Text-to-region grounding data
··········

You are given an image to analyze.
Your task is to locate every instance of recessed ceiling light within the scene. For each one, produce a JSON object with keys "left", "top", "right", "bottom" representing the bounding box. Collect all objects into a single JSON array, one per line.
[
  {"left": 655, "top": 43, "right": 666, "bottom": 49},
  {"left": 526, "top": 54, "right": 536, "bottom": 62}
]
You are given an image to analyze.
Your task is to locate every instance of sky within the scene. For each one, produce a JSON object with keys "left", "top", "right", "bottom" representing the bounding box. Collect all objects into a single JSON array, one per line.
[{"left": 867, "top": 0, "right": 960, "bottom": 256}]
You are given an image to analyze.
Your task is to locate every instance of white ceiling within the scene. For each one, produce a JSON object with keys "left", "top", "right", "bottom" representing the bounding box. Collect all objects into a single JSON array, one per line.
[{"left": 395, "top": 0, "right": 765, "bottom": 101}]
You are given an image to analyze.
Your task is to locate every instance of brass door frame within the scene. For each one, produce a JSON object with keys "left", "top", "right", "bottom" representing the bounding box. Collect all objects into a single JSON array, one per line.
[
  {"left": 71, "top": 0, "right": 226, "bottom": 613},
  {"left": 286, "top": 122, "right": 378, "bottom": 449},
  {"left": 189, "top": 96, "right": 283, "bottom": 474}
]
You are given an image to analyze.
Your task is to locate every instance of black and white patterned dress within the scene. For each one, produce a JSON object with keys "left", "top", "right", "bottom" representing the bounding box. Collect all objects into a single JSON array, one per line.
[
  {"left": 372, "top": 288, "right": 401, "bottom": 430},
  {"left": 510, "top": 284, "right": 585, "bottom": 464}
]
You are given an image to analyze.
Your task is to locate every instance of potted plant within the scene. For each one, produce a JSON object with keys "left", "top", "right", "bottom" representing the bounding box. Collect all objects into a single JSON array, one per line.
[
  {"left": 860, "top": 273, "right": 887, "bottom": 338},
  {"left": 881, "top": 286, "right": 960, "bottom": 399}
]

··········

== YOUR GOAL ==
Write out again, exactly, the line containing "Your task is to locate every instance of potted" and every later line of the records. Omit the rest.

== TASK OUTPUT ==
Your task is to locate every instance of potted plant within the scene. For each one, produce a JSON object with keys "left", "top", "right", "bottom" representing the bounding box. Collect all objects into a single JSON array, one per line.
[
  {"left": 860, "top": 273, "right": 887, "bottom": 338},
  {"left": 881, "top": 286, "right": 960, "bottom": 399}
]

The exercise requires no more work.